**Work instructions**.
Write out every line exactly, from the first line of the records below through the line that contains "positive clicks: (890, 726)".

Saved data entries
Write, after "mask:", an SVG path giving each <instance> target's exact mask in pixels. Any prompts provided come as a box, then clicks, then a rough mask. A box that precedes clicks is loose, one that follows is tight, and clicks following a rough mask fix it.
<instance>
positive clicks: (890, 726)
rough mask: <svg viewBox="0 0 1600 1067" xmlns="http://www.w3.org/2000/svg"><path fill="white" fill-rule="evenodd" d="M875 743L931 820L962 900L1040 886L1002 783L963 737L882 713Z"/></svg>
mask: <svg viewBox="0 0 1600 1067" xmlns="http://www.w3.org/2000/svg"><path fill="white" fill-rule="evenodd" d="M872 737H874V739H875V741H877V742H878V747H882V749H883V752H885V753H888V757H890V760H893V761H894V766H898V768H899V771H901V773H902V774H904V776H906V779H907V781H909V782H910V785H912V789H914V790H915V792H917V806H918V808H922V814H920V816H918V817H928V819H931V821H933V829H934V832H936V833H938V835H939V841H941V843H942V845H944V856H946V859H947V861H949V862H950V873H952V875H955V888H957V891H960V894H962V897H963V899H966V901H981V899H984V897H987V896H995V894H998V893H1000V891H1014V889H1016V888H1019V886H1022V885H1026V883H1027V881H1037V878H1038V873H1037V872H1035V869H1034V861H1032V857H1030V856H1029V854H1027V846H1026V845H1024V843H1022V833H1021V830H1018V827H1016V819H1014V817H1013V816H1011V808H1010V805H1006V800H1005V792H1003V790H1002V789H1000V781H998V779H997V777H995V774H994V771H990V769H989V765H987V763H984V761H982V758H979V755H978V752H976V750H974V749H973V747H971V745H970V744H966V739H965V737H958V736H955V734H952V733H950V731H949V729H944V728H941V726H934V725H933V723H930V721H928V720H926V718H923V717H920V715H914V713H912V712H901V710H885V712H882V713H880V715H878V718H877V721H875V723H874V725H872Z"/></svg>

**Answer section**.
Write, after "mask:", an SVG path giving each <instance> target's exact mask in pixels. Any prompts provided come as a box, then clicks, then a rough mask. A box that precedes clicks is loose, one that follows is tight, and clicks following a rough mask fix it.
<instance>
positive clicks: (890, 726)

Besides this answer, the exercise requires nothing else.